▶ [Problem requirements]: Write the data below out again, unchanged.

────────────────────

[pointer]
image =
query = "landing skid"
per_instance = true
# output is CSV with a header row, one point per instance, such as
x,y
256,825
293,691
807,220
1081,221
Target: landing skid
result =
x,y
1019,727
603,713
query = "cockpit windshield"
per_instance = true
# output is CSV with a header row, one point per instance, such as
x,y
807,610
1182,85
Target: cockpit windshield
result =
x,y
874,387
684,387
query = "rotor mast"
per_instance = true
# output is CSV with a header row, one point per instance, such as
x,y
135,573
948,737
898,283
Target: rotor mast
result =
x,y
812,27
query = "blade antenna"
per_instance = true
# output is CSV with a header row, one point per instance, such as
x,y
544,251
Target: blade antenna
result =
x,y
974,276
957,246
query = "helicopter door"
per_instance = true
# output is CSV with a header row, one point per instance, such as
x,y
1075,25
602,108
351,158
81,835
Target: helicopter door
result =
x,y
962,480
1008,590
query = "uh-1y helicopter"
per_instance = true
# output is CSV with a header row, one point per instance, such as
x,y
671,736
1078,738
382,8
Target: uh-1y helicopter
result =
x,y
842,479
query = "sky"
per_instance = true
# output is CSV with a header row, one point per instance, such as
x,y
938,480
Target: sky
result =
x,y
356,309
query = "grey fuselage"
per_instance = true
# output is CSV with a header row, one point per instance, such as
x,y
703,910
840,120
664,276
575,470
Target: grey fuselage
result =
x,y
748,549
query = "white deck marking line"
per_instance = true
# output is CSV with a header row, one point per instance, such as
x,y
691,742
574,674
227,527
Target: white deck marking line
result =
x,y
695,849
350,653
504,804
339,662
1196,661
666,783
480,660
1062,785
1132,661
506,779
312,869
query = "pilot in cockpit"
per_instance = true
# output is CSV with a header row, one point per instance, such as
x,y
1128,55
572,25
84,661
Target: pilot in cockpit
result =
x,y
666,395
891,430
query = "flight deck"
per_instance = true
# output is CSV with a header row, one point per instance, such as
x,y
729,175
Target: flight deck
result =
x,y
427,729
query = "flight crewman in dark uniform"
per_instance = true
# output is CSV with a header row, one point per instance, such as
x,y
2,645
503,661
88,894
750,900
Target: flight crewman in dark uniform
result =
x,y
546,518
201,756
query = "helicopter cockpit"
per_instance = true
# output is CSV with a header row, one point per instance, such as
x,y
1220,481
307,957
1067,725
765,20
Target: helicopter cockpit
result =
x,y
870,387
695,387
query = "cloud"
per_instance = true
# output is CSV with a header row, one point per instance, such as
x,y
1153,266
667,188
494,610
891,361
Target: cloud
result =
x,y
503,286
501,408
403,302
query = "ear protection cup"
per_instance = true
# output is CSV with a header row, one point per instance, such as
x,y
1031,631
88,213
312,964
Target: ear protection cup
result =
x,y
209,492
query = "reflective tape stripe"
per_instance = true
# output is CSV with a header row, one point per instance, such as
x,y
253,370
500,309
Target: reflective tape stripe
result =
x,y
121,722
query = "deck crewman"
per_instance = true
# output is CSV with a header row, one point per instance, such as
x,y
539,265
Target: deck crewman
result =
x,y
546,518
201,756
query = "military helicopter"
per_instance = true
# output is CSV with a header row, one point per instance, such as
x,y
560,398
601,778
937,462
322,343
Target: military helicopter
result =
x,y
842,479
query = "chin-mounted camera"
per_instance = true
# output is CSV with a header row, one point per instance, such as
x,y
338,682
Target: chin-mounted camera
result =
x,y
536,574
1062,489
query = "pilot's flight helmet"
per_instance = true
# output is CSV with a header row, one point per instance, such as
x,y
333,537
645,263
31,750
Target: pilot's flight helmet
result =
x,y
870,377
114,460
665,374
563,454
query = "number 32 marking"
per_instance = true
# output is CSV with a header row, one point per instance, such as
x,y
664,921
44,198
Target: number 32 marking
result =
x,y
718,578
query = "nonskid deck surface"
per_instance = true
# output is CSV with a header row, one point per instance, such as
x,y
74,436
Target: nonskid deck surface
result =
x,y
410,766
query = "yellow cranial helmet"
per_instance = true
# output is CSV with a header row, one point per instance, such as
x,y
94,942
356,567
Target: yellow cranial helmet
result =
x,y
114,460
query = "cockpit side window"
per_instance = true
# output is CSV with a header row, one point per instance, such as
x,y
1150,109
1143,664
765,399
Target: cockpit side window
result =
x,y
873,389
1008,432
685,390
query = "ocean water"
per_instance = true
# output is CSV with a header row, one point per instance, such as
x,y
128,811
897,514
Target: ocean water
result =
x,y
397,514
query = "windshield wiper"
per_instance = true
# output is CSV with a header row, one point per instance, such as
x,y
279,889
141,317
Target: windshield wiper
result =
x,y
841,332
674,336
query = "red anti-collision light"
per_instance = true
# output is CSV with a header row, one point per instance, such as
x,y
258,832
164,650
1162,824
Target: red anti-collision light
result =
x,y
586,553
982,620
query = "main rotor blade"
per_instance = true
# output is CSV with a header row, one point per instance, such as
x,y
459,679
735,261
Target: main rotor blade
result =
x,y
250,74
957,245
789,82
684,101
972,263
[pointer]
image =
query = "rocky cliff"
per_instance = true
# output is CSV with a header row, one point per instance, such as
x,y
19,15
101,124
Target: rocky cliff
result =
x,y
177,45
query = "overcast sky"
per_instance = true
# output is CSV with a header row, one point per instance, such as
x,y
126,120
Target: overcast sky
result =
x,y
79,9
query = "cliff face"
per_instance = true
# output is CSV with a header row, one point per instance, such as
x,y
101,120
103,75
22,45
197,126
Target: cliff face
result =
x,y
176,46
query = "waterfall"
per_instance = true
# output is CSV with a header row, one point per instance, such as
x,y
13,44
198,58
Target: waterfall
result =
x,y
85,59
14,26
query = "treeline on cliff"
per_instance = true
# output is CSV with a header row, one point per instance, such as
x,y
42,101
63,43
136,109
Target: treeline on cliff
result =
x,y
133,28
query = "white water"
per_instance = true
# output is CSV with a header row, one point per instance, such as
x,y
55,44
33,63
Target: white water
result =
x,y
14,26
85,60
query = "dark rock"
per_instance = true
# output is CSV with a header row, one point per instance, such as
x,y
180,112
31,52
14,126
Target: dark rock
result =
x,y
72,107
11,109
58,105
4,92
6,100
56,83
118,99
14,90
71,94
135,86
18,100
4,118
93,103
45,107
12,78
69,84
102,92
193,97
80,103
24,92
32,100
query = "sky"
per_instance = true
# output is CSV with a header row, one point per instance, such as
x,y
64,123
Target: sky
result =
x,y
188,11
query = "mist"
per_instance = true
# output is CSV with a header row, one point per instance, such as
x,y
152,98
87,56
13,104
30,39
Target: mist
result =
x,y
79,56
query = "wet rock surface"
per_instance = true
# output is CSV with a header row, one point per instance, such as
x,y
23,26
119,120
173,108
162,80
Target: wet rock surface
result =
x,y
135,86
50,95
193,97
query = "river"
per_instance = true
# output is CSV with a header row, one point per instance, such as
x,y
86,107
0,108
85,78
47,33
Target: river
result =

────────────────────

▶ [Finished exercise]:
[pointer]
image =
query = "landing skid"
per_instance = true
# output is CSV with a header row, one point per instance, such as
x,y
256,825
293,691
807,220
1081,221
Target: landing skid
result =
x,y
1019,727
603,713
query = "cockpit windshield"
per_instance = true
# output is CSV with a header row, one point per instance, such as
x,y
807,610
1182,85
Target: cockpit windshield
result =
x,y
874,387
684,387
query = "rotor mast"
per_instance = true
# output is CSV with a header row, one point per instance, such as
x,y
135,573
948,737
898,283
Target: rotor mast
result =
x,y
812,27
query = "blade antenna"
per_instance = true
# output is CSV with a header row, one point per instance, such as
x,y
544,251
Target: blade antenna
result =
x,y
974,276
957,246
query = "helicopter door"
per_instance = true
# output is CSV with a header row, one point per instance, such as
x,y
1075,25
602,108
351,158
81,835
Target: helicopter door
result =
x,y
962,480
1008,590
query = "uh-1y helicopter"
per_instance = true
# output is CSV with a header row, one point per instance, such as
x,y
671,736
1078,738
382,8
Target: uh-1y helicopter
result =
x,y
842,479
query = "sky"
per_instance = true
# output is CSV with a header row, one point per instance, such as
x,y
938,480
Target: sky
result =
x,y
356,309
query = "grey fuselage"
per_instance = true
# output is CSV with a header row, one point per instance, such as
x,y
703,910
840,120
664,276
575,470
Target: grey fuselage
result =
x,y
748,549
query = "white deck marking line"
per_instance = true
# output is CSV with a header row, one point per instance, such as
x,y
691,742
574,674
227,527
Target: white deck marking line
result =
x,y
695,849
350,653
504,804
339,662
1196,661
666,783
480,660
1062,785
1132,661
506,779
312,869
query = "pilot in cockpit"
per_instance = true
# output is CSV with a header row, one point per instance, such as
x,y
1128,55
572,25
84,661
Target: pilot in cockpit
result =
x,y
666,395
891,430
query = "flight deck"
per_instance = true
# output is CSV with a header row, one point per instance, such as
x,y
729,175
Target: flight deck
result =
x,y
427,729
query = "flight crewman in dark uniform"
per_instance = true
# output is CSV with a header row, one point per instance, such as
x,y
2,645
503,661
88,894
750,900
Target: flight crewman in dark uniform
result =
x,y
546,518
201,756
query = "helicopter cockpit"
per_instance = true
# output is CSV with a header row, one point per instance, such as
x,y
1220,481
307,957
1067,725
765,20
Target: helicopter cockpit
result =
x,y
870,387
695,387
query = "cloud"
per_instance = true
# output is CSV with a header row, one point per instance, such as
x,y
1153,266
667,188
494,610
891,361
Target: cloud
result =
x,y
503,286
501,408
403,302
query = "ear protection cup"
per_instance = true
# output is CSV with a header row, one point per instance, such as
x,y
1031,631
88,213
312,964
Target: ear protection cup
result =
x,y
209,492
query = "reflective tape stripe"
per_instance = true
# output is CSV with a header row, one point per instance, such as
x,y
253,370
500,309
Target: reflective tape stripe
result =
x,y
121,722
query = "deck crewman"
per_instance = true
# output is CSV with a header row, one point per instance, such as
x,y
539,265
Target: deck crewman
result =
x,y
546,518
201,756
query = "military helicopter"
per_instance = true
# output is CSV with a header row, one point per instance, such as
x,y
560,398
601,778
937,462
322,343
Target: military helicopter
result =
x,y
842,479
query = "chin-mounted camera"
per_instance = true
# output is CSV with a header row, one point per instance, such as
x,y
338,682
Target: chin-mounted camera
result =
x,y
536,574
1062,489
query = "pilot's flight helmet"
per_instance = true
# output is CSV with a header row, one point per instance, such as
x,y
333,537
645,263
31,750
Target: pilot's flight helmet
result =
x,y
870,377
114,460
665,374
563,454
query = "number 32 marking"
per_instance = true
# output is CSV with a header row, one point per instance, such as
x,y
664,921
44,198
Target: number 32 marking
result =
x,y
718,578
query = "nonskid deck surface"
per_instance = true
# output is CSV with a header row, one point per instance, such as
x,y
74,436
Target: nonskid deck surface
result =
x,y
410,766
query = "yellow cranial helmet"
per_instance = true
# output is CSV with a header row, one point per instance, such as
x,y
94,942
356,567
Target: yellow cranial helmet
result =
x,y
114,460
query = "cockpit side window"
per_instance = true
# output is CSV with a header row, one point per instance, such as
x,y
1150,109
1143,664
765,399
Target: cockpit side window
result =
x,y
873,389
1008,432
685,390
query = "ocean water"
per_instance = true
# output is CSV with a header row, one point per instance, such as
x,y
128,811
897,514
Target: ocean water
result =
x,y
397,514
query = "windshield wiper"
per_instance = true
# output is CSV with a header row, one point per instance, such as
x,y
279,889
141,317
Target: windshield wiper
result =
x,y
841,332
674,336
query = "red anti-collision light"
per_instance = true
# output is CSV with a header row, one point per instance, such as
x,y
258,832
164,650
1162,824
Target: red anti-collision light
result =
x,y
586,553
982,620
query = "main rotor blade"
per_instance = true
# output is CSV with a header row, one point per instance, such as
x,y
459,679
735,261
Target: main rotor blade
result =
x,y
250,74
957,245
789,82
684,101
972,263
[pointer]
image =
query = "rocky cliff"
per_instance = true
# output is CSV with a header row, one point per instance, such as
x,y
19,15
101,124
Target: rocky cliff
result =
x,y
177,45
query = "overcast sky"
per_instance = true
# output is CSV with a header row, one point per instance, such as
x,y
126,120
Target: overcast sky
result =
x,y
79,9
query = "cliff face"
per_instance = true
# output is CSV with a header row, one point per instance, such as
x,y
101,120
103,75
22,45
197,126
Target: cliff face
result =
x,y
176,46
query = "waterfall"
per_instance = true
# output is CSV with a header row, one point per instance, such as
x,y
13,44
198,58
Target: waterfall
result =
x,y
85,59
14,26
query = "treeline on cliff"
per_instance = true
# output is CSV with a header row, one point per instance, such as
x,y
42,101
63,43
136,109
Target: treeline on cliff
result =
x,y
133,28
query = "white water"
per_instance = true
# output is CSV with a header row, one point per instance, such as
x,y
55,44
33,63
Target: white water
result =
x,y
14,26
85,60
query = "dark rock"
per_instance = true
# output is CSV with a header row, one point per instance, such as
x,y
180,112
31,52
14,126
Target: dark rock
result =
x,y
72,107
11,109
58,105
4,92
6,100
56,83
118,99
14,90
71,94
135,86
18,100
4,118
93,103
45,107
12,78
69,84
102,92
193,97
80,103
24,92
32,100
query = "sky"
per_instance = true
# output is CSV with a header row, one point per instance, such as
x,y
64,123
Target: sky
result =
x,y
188,11
query = "mist"
per_instance = true
# output is CSV with a header row, one point per instance, such as
x,y
152,98
87,56
13,104
30,39
Target: mist
result =
x,y
79,56
query = "wet rock surface"
per_instance = true
# output is CSV with a header row, one point per instance, such as
x,y
23,26
119,120
173,108
162,80
Target: wet rock surface
result =
x,y
135,86
50,95
193,97
query = "river"
per_instance = true
# output is CSV with a header row, one point per instance, such as
x,y
86,107
0,108
85,78
47,33
Target: river
result =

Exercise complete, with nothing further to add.